*What you are asked to do:* The entire listing, reproduced exactly and stripped of images, is the expected output.

*Data for this task:*
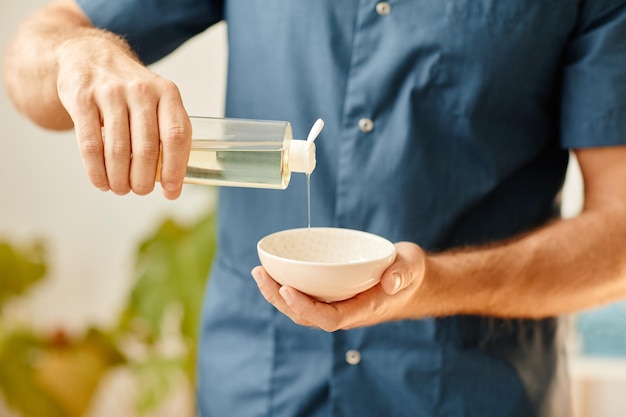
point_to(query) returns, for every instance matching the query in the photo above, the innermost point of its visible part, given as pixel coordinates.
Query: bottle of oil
(247, 153)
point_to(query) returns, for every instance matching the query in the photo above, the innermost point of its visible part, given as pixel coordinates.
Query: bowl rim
(390, 253)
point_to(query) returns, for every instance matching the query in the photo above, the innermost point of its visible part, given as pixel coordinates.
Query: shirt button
(353, 357)
(366, 125)
(383, 8)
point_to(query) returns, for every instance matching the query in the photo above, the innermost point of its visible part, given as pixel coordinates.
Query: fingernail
(170, 186)
(285, 293)
(397, 281)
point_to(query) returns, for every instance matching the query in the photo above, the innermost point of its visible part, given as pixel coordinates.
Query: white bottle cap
(301, 156)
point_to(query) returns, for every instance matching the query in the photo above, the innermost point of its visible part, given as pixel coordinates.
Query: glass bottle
(247, 153)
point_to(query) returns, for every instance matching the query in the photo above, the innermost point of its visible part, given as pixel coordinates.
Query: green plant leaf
(20, 269)
(171, 268)
(19, 355)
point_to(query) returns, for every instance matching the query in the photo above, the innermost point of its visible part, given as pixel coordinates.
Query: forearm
(563, 267)
(33, 55)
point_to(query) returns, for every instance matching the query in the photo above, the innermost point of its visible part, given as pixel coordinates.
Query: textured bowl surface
(330, 264)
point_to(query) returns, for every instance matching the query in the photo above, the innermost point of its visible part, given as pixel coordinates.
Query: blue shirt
(448, 123)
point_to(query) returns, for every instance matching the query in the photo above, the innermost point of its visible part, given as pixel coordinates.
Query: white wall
(91, 235)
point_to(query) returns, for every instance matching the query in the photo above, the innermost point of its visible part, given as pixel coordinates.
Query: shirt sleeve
(153, 28)
(593, 107)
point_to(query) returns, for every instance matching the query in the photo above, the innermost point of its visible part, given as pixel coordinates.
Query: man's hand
(100, 85)
(392, 299)
(61, 72)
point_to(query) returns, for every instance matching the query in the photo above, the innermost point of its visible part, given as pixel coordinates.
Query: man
(448, 127)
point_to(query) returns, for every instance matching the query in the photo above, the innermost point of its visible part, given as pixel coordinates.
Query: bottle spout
(302, 152)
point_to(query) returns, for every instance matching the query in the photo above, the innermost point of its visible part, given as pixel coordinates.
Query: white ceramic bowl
(329, 264)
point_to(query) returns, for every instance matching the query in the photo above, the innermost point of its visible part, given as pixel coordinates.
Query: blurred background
(99, 294)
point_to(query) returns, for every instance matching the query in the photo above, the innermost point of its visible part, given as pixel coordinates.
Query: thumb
(407, 268)
(392, 282)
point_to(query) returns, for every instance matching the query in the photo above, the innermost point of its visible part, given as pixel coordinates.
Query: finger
(270, 290)
(90, 145)
(175, 135)
(145, 149)
(318, 313)
(407, 269)
(117, 147)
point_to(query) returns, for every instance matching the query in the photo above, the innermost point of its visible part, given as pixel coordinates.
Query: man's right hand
(92, 79)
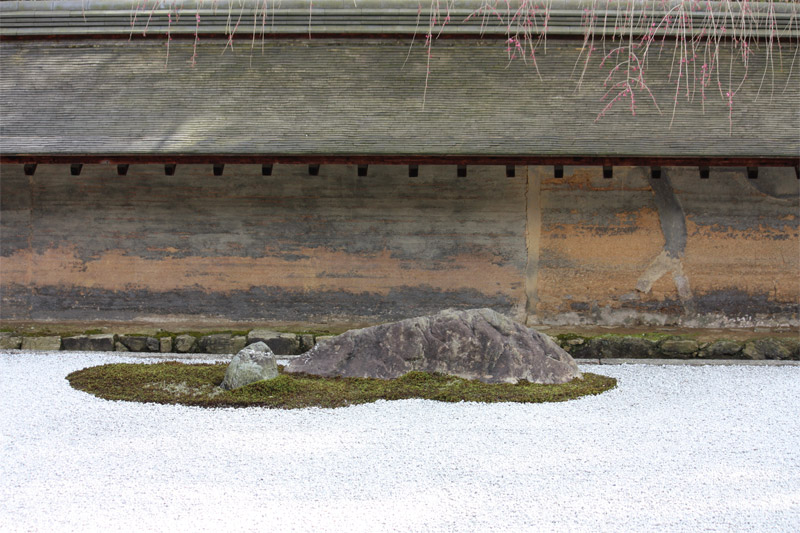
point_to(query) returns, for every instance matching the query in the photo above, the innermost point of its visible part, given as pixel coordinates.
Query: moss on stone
(198, 385)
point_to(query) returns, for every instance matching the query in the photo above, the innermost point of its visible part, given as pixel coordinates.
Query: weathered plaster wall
(342, 249)
(724, 251)
(285, 248)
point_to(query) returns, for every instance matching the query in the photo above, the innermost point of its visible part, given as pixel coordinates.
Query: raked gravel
(671, 449)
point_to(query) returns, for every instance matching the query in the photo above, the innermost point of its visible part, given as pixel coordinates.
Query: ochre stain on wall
(319, 270)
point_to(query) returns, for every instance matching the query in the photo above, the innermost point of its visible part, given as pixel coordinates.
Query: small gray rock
(279, 343)
(760, 349)
(90, 343)
(678, 347)
(10, 342)
(165, 345)
(185, 344)
(42, 344)
(254, 363)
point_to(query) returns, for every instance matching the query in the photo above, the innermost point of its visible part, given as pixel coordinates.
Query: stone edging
(678, 347)
(604, 348)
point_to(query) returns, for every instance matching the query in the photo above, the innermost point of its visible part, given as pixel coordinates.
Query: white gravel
(671, 449)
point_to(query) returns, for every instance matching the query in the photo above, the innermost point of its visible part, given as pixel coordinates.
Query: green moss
(178, 383)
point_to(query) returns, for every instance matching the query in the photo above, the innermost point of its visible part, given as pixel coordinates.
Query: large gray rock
(279, 343)
(253, 363)
(475, 344)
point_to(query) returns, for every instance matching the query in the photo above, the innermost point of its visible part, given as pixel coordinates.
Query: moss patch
(178, 383)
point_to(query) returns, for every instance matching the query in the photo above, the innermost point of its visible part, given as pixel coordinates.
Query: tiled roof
(344, 97)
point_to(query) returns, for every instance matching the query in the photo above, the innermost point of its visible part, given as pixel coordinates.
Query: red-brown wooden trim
(186, 159)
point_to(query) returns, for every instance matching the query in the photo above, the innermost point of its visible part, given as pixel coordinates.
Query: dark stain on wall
(670, 214)
(261, 303)
(739, 303)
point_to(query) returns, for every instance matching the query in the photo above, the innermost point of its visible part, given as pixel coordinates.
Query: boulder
(279, 343)
(185, 343)
(42, 344)
(255, 362)
(89, 343)
(474, 344)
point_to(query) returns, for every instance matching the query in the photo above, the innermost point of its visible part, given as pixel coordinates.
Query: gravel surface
(671, 449)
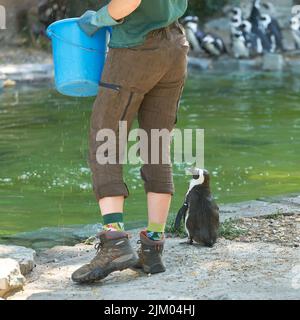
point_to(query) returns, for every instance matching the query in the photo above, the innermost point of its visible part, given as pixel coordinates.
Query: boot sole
(154, 269)
(99, 273)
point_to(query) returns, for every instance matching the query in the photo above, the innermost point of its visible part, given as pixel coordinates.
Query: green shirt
(150, 15)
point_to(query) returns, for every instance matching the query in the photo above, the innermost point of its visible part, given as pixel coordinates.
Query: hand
(85, 22)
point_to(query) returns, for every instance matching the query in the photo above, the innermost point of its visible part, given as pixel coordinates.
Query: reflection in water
(252, 146)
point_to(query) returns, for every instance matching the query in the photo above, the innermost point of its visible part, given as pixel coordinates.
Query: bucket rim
(56, 23)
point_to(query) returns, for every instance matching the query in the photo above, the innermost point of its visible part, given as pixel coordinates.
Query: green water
(252, 146)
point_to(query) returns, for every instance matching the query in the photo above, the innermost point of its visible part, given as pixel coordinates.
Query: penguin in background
(213, 45)
(255, 20)
(199, 212)
(239, 45)
(253, 41)
(295, 28)
(271, 29)
(235, 24)
(255, 15)
(209, 43)
(191, 25)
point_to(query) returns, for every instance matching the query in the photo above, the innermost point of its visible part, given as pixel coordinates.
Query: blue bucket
(78, 58)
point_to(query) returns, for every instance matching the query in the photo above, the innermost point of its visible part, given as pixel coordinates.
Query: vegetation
(230, 231)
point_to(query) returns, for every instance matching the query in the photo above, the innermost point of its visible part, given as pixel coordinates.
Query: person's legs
(127, 76)
(158, 112)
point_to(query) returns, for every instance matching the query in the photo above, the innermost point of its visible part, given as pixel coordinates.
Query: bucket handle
(51, 34)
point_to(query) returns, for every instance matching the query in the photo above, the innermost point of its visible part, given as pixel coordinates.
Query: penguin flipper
(180, 216)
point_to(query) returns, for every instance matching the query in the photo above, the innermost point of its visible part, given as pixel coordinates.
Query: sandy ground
(230, 270)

*Exercise response:*
point_to(query) returns, for every instance matching the query in the photo above, the innermost point of its visible part, given as pixel coordinates.
Query: bottle of oil
(247, 153)
point_to(query) returns, for every instance matching the query in the photo above, the innermost point of its visible part, given as pixel coordinates.
Query: bowl rim
(390, 253)
point_to(query) returns, for every instance matching the query in the photo above, the innermost point of its visible part, given as pixel coordinates.
Query: shirt button
(353, 357)
(366, 125)
(383, 8)
point_to(query) returns, for every instance matching the query in the photo above, the innermost point of its visible part, given as pixel coordinates.
Query: fingernail
(170, 186)
(285, 293)
(397, 281)
point_to(query) returns, for every instance matching the query in the photo above, the innermost point of its visible part, given as pixel coordinates.
Query: white bottle cap
(301, 156)
point_to(query) returns, for every instance matching the query in the photo above, the innermost point of its visible part, given as pixel coordinates.
Query: glass bottle
(247, 153)
point_to(query) returns, for every instance matching the query in the photo above, the innermost point of its visible part, given as pixel coordinates.
Query: green plant leaf
(20, 269)
(171, 268)
(19, 355)
point_to(query) returns, for every instance matching the query in the photo above, the innermost point of its visible part, given as pixel coordinates.
Query: forearm
(563, 267)
(33, 55)
point_to(query) returns, for every instance matching the query in the photo above, the innermost point of its visible part, given as pixel coordinates.
Query: textured bowl surface
(330, 264)
point_to(query) returns, for every instance matching the query in the photo above, the innermost point of its visible part, given as pixel coordinates.
Query: blue shirt
(448, 123)
point_to(query) returns, for every instance matching the query in the photo above, the innermost point of its visible part, given as pixel coordinates.
Query: white wall
(91, 235)
point_to(query) returns, for every instance matching the query in the photo above, the innermost point of its visible part, given as pixel coordinates.
Query: shirt sleeve
(153, 28)
(593, 107)
point_to(query) returns, for every instance matching the query in the photo above, the innermost point of its visible part, given as pixel coordinates.
Query: man's hand
(100, 85)
(392, 299)
(61, 72)
point_to(query) returns, for every instance matching the query in the photo above, the innermost point of its visible part, given as pixel coordinates.
Query: man
(448, 127)
point_to(query) returns, for every instance matching the query in the photo above, the innermost point of its visible part, given as pixel coordinates.
Query: bottle spout
(302, 152)
point_to(query) returns, for every instance matching the query in the photo above, the innermost point of its visible part, given as pixel coordinates.
Query: white ceramic bowl
(329, 264)
point_to(query) returns, for every instance matching the query in the photo above, the innermost point of its visible part, given as pixel coordinates.
Query: blurred background
(99, 294)
point_to(query) returns, for every instance matching the query in the photo above, the innermost point of its visible part, given as pixel coordinates.
Query: thumb
(407, 268)
(392, 282)
point_to(query) returns, for every instance matching the query in the photo above, the innermost point of its visible part, given as pixel coordinates.
Query: finger
(270, 290)
(90, 145)
(175, 135)
(145, 149)
(318, 313)
(407, 269)
(117, 147)
point_to(query) returns, for every instance matching the query in the photo above, the innermost point of its visible part, given as pixel coordinates.
Query: man's right hand
(92, 79)
point_to(query) returns, for every instance matching the query in the photo above, the innermost point of its visible part, given as pixel coordinates.
Query: moss on stone
(198, 385)
point_to(query) returns, for every instance matching the query in the photo above, the innermost point of its visible part, given as pixel coordinates.
Query: weathered plaster wall
(342, 249)
(724, 251)
(285, 248)
point_to(query) returns, for every instance matching the query in the photo above, the innermost point of its visible part, given as pixel coordinates.
Query: raked gravel
(671, 449)
point_to(query) returns, for every instance matching the query in the photo above, the innermost point of its visible part, given as pixel coordinates.
Query: ochre stain on wall
(319, 270)
point_to(query) returns, for every instance matching the query in the photo above, the innermost point of its visible part, given as pixel coordinates.
Query: small gray rock
(279, 343)
(760, 349)
(90, 343)
(678, 347)
(10, 342)
(165, 345)
(185, 344)
(42, 344)
(254, 363)
point_to(query) returns, for every instance matching the query in the photo above, the innermost point of its visible part, given as pixel coordinates.
Query: stone edging
(678, 347)
(604, 348)
point_to(query) returns, for every instance matching the query in the photo above, the innermost point of its visible part, given as pixel coordinates.
Query: white gravel
(671, 449)
point_to(query) returns, for every instance matching the query in the photo above, the innermost point of its visible part, given as pixel coordinates.
Query: green moss
(178, 383)
point_to(query) returns, for every instance matching the query in the photo above, the innermost point of its visible part, given as pixel coordinates.
Query: large gray rock
(279, 343)
(253, 363)
(475, 344)
point_to(query) returns, for every instance matching the query in the photo above, the innermost point of its visible part, given as pixel coordinates.
Query: moss patch
(178, 383)
point_to(query) returns, for every instance matching the query in the photo above, the innermost point of its visible part, given as pixel coordinates.
Query: tiled roof
(344, 97)
point_to(query) returns, for every instance matching the query in the photo above, the innermost point of its visible part, given as pixel coordinates.
Query: red-brown wooden trim
(186, 159)
point_to(query) returns, for every instance matching the query in the photo above, the innermost point of its visible part, given as pixel coordinates.
Query: dark stain on wall
(670, 214)
(261, 303)
(739, 303)
point_to(query) returns, for every instance matching the query in the photo above, the innermost point of its visible part, given as pixel coordinates.
Query: boulder
(279, 343)
(185, 343)
(42, 344)
(255, 362)
(89, 343)
(474, 344)
point_to(query) returns, for every instance matching the query in the photo above, the innermost point of its visible part, given as pixel coordinates.
Query: gravel surface
(671, 449)
point_to(query) returns, for every instance matching the query in the photo above, the innermost point of its visible part, given as pixel coordinates.
Query: boot sole
(154, 269)
(99, 273)
point_to(query) returns, for every instance matching the query in the photo above, the innermost point of its visible part, given as pixel coordinates.
Query: green shirt
(150, 15)
point_to(query) returns, for every instance matching the query in the photo above, the innermost point of its visible part, given as pixel coordinates.
Query: hand
(85, 22)
point_to(query) returns, for every instance matching the query in the photo above, the innermost point of its visible part, given as pixel coordinates.
Query: reflection in water
(252, 146)
point_to(query) returns, for every instance matching the query in the photo above, the innermost point of its visible part, given as pixel coordinates.
Query: bucket rim
(56, 23)
point_to(query) returns, for every instance matching the query in the photo above, the innermost point of its visible part, given as pixel coordinates.
Query: green water
(252, 146)
point_to(query) returns, for every instance matching the query in the photo above, the innermost point of its visible part, given as pixel coordinates.
Query: penguin in background
(213, 45)
(255, 20)
(199, 212)
(239, 45)
(253, 41)
(295, 28)
(271, 29)
(235, 24)
(255, 15)
(209, 43)
(191, 25)
point_to(query) returns, for every instance matching the query in the photo above, the innermost point of its visible part, given as pixel coordinates.
Query: blue bucket
(78, 58)
point_to(query) returns, for every instance matching the query in the photo above, the innermost point of its visible part, given as pixel coordinates.
Query: vegetation
(230, 231)
point_to(query) returns, for every instance matching the query in the photo above, the innermost point of its visible part, given as pixel coordinates.
Query: person's legs
(127, 76)
(158, 112)
point_to(query) returns, for every instance matching the query in the photo above, the innermost point of its visible part, given as pixel coordinates.
Query: bucket handle
(51, 34)
point_to(query) returns, for every instance matching the query in the photo above, the innermost point of its visible part, given as pixel coordinates.
Query: penguin flipper
(180, 216)
point_to(query) returns, for every instance matching the query in the photo above, the innermost point of its visible part, given as pixel coordinates.
Query: sandy ground
(230, 270)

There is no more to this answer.